Reproduce all of the material below word for word, keeping every line in its original order and changing nothing.

- Stored data

################

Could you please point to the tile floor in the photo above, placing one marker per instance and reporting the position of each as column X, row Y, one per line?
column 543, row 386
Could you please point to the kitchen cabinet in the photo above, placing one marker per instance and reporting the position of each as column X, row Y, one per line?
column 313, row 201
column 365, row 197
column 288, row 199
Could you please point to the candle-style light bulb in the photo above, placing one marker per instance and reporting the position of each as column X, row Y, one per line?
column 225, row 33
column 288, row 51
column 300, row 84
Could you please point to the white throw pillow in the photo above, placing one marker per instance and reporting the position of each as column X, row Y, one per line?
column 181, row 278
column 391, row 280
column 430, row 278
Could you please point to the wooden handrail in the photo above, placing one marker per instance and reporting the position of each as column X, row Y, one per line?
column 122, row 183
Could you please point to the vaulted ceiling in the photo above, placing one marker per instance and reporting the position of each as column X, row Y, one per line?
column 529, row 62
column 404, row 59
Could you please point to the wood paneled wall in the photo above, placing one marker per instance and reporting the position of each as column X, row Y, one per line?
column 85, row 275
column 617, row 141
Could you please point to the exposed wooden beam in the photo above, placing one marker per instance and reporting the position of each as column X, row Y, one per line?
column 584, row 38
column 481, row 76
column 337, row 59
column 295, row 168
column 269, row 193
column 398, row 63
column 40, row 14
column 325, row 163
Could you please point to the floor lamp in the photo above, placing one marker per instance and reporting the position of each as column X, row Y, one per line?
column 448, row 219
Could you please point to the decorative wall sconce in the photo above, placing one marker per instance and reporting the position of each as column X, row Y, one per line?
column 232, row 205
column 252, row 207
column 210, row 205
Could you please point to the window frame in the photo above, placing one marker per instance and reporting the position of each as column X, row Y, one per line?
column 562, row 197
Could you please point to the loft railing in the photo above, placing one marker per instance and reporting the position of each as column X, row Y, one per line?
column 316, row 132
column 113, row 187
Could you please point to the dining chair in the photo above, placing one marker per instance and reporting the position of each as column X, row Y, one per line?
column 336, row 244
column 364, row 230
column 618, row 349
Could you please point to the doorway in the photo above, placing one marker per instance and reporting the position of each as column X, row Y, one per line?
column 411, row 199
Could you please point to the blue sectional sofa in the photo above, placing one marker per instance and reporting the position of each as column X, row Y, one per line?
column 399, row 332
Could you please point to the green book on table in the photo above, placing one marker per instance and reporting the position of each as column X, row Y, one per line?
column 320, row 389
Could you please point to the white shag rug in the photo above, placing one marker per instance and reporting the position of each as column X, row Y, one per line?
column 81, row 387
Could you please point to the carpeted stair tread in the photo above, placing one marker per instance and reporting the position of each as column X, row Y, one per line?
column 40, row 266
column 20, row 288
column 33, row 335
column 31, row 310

################

- Reply
Could you please point to the tile floor in the photo above, placing one marker per instance and reporting the position of each as column X, row Y, one per line?
column 543, row 386
Could you please point to the kitchen cabinet in the photo above, placing one marker per instance and reporting the position of each as column X, row Y, one per line?
column 313, row 201
column 365, row 197
column 288, row 199
Could you please point to the candle-style light bulb in the photo above, placing one marker per instance and reporting the position of each as column X, row Y, one per line?
column 225, row 33
column 288, row 51
column 300, row 84
Could you please point to the white throw pillow in the photo above, placing one marker per instance and reporting the position of each as column X, row Y, one per line?
column 181, row 278
column 391, row 280
column 430, row 278
Could you please point to the wooden handrail in the photo above, placing one marker per instance and reporting the position of each as column X, row Y, one per line?
column 122, row 183
Could you please point to the vaulted ceiling in the photo above, placing one marker per instance and reporting the position of each as column X, row Y, one per line?
column 529, row 62
column 404, row 59
Could you please point to the wood paneled wall in the photo above, placing one marker per instance and reporting the position of each as column X, row Y, one per line?
column 85, row 275
column 617, row 141
Could you please point to the exposed wooden beam in the photo above, placing one marker per instance and reporting the position of each as column X, row Y, one per line?
column 584, row 38
column 481, row 76
column 337, row 59
column 295, row 168
column 269, row 193
column 398, row 63
column 40, row 14
column 325, row 163
Could you please point to the floor lamp in the photo above, placing one marker per instance and reporting the position of each as column X, row Y, one per line?
column 448, row 219
Could you please point to the decorative wall sconce in the photo above, placing one marker per instance and reporting the position of each as column X, row Y, one per line?
column 232, row 205
column 252, row 207
column 210, row 205
Could you please point to the window frame in the photo above, placing one marker per instance and reporting the position of each as column X, row Y, one per line?
column 562, row 197
Could you please point to the loft railing in the photo above, placing one marker per instance and reporting the position of each as column X, row Y, one per line?
column 316, row 132
column 113, row 187
Could you please point to the dining chair in the photo above, placing one marker per instance and reporting the position of each as column X, row Y, one per line?
column 336, row 244
column 364, row 230
column 618, row 349
Could you please point to the doorway in the photo above, placing one marker per instance and reporting the position of each as column X, row Y, one per line?
column 411, row 199
Could you please point to the blue sectional sofa in the photo above, placing one marker per instance and reporting the position of each as column X, row Y, one per line?
column 399, row 332
Could you please point to the green book on table in the photo above, placing one marker per instance and reporting the position of each as column X, row Y, one per line?
column 320, row 389
Could you please point to the white shag rug in the photo above, placing one marker per instance and reporting the position of each as column X, row Y, one per line?
column 81, row 387
Could you please point to the carpeted stair tread in the photo above, placing one marker per instance and reporting the position of each as column X, row Y, one per line?
column 40, row 266
column 20, row 288
column 33, row 335
column 31, row 310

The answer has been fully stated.